### DATA LINES:
────────────────

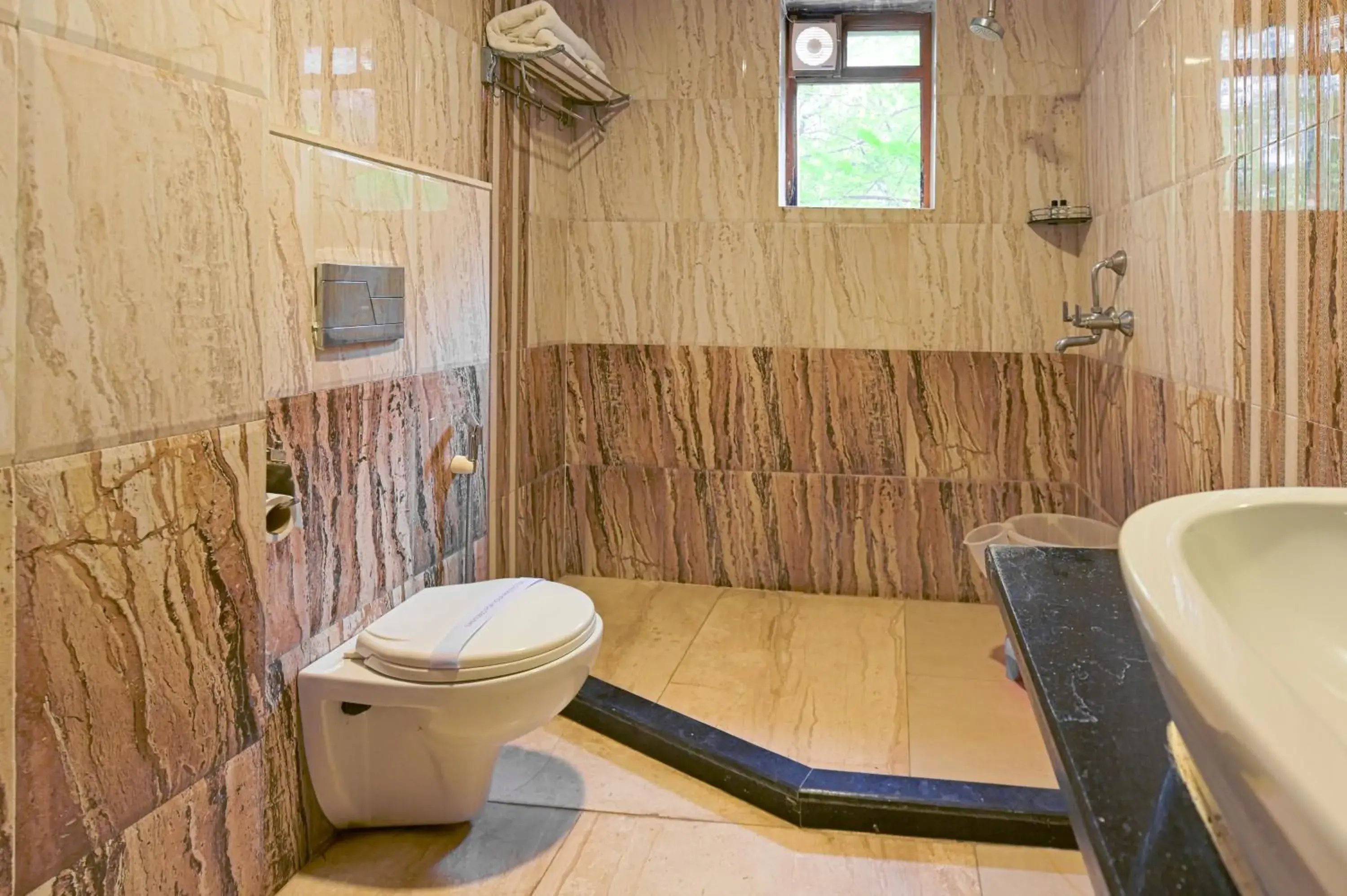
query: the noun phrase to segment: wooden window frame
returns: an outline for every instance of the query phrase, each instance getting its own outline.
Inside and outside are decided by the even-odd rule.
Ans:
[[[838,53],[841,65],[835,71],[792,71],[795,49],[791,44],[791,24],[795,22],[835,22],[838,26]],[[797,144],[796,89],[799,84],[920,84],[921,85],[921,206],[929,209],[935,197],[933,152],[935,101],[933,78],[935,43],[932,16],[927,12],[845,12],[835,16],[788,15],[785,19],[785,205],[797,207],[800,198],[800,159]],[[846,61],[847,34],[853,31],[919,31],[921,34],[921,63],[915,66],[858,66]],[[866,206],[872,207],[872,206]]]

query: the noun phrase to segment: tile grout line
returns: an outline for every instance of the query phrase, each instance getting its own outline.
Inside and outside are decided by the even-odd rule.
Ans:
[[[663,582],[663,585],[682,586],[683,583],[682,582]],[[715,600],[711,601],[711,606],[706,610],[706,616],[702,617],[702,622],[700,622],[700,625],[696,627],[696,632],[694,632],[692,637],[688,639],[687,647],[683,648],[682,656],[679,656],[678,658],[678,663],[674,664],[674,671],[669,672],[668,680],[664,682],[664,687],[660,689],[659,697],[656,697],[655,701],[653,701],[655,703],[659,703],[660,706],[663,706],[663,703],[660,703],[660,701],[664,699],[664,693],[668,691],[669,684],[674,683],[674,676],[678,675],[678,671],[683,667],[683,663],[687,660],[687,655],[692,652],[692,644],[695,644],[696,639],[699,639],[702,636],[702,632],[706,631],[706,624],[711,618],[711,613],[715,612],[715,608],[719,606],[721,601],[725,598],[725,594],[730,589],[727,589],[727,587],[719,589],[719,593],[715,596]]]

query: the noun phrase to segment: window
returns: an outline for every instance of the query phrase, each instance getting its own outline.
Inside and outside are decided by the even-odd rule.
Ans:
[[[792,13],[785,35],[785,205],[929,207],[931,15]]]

────────────────

### PROBLEM TO SOLVE:
Reproduce all of the material above, replacing "even-odd rule" with "nonzero winding rule" wherever it appears and leaving everything else unchanged. Omit the pictures from your answer.

### FINAL RESULT:
query: the noun phrase to segment: wooden window frame
returns: an outline for every instance of the query phrase, each instance getting its own outline.
Inside and outside are decided by the nonzero winding rule.
Ans:
[[[838,53],[841,65],[835,71],[792,71],[795,49],[791,44],[791,24],[795,22],[835,22],[838,26]],[[797,144],[796,89],[799,84],[920,84],[921,85],[921,206],[929,209],[935,197],[933,152],[935,101],[933,78],[935,43],[932,16],[927,12],[845,12],[835,16],[788,15],[785,19],[785,205],[797,207],[800,198],[800,159]],[[846,61],[847,34],[853,31],[919,31],[921,34],[921,63],[915,66],[858,66]],[[866,206],[872,207],[872,206]]]

query: the noun phrase to segment: tile grout line
returns: an outline for every instance of the query phrase, each instance getting its own outline.
Inside and outside are decided by the nonzero winding rule.
Ans:
[[[663,582],[663,585],[682,586],[683,583],[682,582]],[[715,600],[711,601],[711,606],[706,610],[706,616],[702,617],[702,622],[700,622],[700,625],[696,627],[696,632],[694,632],[692,637],[688,639],[687,647],[683,648],[682,656],[679,656],[678,658],[678,663],[674,664],[674,671],[669,672],[668,680],[664,682],[664,687],[660,689],[659,697],[656,697],[655,701],[653,701],[655,703],[659,703],[660,706],[663,706],[663,703],[660,703],[660,701],[664,699],[664,693],[668,691],[669,684],[674,683],[674,676],[678,675],[678,671],[683,667],[683,663],[687,660],[687,655],[692,652],[692,644],[695,644],[696,639],[699,639],[702,636],[702,632],[706,631],[706,624],[711,618],[711,613],[715,612],[715,608],[719,606],[721,601],[725,598],[725,594],[730,589],[727,589],[727,587],[719,589],[719,593],[715,596]]]

query: the noun phrase to segment: window
returns: an outline for every instance of the query phrase, each instance getting its own outline.
Inside and outside are decided by the nonzero winding rule.
Ans:
[[[792,13],[785,35],[785,205],[929,207],[931,15]]]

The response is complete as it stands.